| DOCUMENT PASSAGE |
>> Begin

Childhood friends Patricia Delfine and Laurence Armstead didn't expect to see each other again, after parting ways under mysterious circumstances during high school. After all, the development of magical powers and the invention of a two-second time machine could hardly fail to alarm one's peers and families.

But now they're both adults, living in the hipster mecca San Francisco, and the planet is falling apart around them. Laurence is an engineering genius who's working with a group that aims to avert catastrophic breakdown through technological intervention into the changing global climate. Patricia is a graduate of Eltisley Maze, the hidden academy for the world's magically gifted, and works with a small band of other magicians to secretly repair the world's ever-growing ailments. Little do they realize that something bigger than either of them, something begun years ago in their youth, is determined to bring them together--to either save the world, or plunge it into a new dark ages.

>> End

| AIM 1 |
According to the book description, why did Patricia and Laurence not expect to see each other again?

| PROVIDED DATA |
>> Begin

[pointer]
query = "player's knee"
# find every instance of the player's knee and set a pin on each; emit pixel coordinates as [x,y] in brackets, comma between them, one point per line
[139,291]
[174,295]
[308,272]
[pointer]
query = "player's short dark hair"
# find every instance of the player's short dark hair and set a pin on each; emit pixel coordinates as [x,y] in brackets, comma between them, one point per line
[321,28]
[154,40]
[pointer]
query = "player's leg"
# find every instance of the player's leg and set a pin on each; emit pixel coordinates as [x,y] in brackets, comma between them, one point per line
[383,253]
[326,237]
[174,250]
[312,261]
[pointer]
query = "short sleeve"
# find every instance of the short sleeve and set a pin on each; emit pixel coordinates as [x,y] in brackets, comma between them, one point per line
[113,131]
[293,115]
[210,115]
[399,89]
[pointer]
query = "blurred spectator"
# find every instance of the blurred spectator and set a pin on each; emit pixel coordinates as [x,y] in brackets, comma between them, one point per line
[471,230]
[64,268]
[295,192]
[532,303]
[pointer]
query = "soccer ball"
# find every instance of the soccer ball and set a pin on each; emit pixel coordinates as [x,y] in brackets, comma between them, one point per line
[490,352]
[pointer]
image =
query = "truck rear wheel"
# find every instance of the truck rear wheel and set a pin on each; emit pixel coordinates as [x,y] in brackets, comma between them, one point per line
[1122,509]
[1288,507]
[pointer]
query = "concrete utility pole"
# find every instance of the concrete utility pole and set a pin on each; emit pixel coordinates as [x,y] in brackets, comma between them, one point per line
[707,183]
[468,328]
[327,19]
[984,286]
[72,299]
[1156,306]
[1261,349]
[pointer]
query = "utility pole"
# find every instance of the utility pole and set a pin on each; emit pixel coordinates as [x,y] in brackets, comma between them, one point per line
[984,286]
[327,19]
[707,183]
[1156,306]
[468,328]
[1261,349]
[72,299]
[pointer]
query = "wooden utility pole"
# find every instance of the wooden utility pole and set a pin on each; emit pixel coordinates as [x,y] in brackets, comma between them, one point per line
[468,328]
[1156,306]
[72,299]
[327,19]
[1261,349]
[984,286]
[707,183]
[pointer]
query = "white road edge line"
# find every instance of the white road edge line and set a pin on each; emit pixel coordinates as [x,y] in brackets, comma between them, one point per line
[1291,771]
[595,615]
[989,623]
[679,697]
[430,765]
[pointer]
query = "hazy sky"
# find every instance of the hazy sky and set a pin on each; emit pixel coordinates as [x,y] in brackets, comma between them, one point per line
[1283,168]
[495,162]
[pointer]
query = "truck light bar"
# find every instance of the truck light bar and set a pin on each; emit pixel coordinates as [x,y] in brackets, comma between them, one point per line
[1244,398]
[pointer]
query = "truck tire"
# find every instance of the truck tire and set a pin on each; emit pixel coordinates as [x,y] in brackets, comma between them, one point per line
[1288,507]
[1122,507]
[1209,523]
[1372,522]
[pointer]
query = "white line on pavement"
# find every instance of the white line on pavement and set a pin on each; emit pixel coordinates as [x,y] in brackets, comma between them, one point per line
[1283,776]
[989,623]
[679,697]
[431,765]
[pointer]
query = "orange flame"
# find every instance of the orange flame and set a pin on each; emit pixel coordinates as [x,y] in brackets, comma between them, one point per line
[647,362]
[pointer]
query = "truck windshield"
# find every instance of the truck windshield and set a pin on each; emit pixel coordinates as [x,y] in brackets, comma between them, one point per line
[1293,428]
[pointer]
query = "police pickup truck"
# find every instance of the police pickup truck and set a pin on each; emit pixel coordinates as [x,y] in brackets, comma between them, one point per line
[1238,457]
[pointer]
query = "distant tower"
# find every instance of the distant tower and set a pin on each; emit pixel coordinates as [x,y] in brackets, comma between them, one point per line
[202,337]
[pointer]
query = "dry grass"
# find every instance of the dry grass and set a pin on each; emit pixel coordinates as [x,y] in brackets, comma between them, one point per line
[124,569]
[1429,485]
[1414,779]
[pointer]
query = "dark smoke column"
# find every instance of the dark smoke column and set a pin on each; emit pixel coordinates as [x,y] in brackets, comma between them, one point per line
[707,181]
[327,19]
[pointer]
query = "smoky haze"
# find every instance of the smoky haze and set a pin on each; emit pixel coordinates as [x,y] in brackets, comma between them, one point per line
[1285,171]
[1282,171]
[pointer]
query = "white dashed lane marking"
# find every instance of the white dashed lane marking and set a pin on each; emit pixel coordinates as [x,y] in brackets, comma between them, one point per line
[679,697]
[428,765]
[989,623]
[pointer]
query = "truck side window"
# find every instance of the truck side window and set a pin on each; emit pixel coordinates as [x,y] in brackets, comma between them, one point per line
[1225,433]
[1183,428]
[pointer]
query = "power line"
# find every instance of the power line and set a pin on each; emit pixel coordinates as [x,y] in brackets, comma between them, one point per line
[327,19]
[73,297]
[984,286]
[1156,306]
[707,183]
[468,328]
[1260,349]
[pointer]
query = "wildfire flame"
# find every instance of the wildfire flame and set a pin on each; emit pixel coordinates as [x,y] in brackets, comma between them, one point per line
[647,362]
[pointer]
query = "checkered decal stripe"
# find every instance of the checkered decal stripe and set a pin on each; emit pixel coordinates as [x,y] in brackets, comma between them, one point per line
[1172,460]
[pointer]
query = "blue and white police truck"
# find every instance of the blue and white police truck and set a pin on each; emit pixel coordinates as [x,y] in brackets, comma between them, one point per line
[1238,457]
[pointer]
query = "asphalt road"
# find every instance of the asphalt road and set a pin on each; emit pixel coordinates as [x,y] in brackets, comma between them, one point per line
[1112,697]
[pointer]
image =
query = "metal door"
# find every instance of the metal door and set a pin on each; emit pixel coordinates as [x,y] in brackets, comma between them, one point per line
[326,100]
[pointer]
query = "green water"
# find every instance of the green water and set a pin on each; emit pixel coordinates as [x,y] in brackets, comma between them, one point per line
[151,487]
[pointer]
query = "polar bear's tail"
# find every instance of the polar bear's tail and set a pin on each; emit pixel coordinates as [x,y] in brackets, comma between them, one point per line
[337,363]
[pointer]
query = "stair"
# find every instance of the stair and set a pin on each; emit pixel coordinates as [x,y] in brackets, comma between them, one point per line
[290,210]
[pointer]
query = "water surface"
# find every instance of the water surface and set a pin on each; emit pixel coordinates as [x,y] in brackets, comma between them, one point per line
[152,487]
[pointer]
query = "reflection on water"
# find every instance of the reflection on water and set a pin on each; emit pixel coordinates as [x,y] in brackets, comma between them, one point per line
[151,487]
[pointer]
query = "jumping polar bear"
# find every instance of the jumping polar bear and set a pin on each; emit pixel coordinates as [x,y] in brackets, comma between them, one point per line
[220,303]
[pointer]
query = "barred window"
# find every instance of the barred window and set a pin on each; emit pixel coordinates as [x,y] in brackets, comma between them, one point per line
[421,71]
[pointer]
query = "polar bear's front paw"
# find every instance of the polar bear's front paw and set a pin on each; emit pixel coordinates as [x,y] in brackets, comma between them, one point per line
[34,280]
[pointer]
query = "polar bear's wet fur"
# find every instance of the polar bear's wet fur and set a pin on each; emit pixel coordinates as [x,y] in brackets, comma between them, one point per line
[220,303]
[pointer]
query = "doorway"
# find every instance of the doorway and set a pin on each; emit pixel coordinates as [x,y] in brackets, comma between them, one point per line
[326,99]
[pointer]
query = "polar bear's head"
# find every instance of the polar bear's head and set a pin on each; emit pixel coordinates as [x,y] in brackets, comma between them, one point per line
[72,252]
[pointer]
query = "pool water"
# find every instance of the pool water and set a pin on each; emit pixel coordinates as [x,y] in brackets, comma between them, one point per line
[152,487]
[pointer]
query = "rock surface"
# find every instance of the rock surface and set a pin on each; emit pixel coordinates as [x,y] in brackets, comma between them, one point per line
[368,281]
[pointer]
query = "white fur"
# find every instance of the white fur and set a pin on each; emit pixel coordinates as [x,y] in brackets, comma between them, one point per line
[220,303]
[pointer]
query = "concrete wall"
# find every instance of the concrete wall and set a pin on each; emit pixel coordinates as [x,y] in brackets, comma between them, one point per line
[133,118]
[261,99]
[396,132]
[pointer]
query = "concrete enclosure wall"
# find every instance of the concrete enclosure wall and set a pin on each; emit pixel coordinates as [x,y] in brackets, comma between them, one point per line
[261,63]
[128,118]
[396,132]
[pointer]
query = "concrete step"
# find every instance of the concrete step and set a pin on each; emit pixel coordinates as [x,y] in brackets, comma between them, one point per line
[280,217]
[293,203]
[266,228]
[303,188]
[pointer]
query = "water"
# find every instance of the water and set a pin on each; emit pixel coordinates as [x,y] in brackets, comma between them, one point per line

>> End

| AIM 2 |
Count the lines of the records that contain the string "reflection", with case counting, and give only the number.

| TASK ANSWER 1 |
They had parted ways under mysterious circumstances during high school. The development of magical powers and the invention of a two-second time machine could hardly fail to alarm their peers and families.

| TASK ANSWER 2 |
2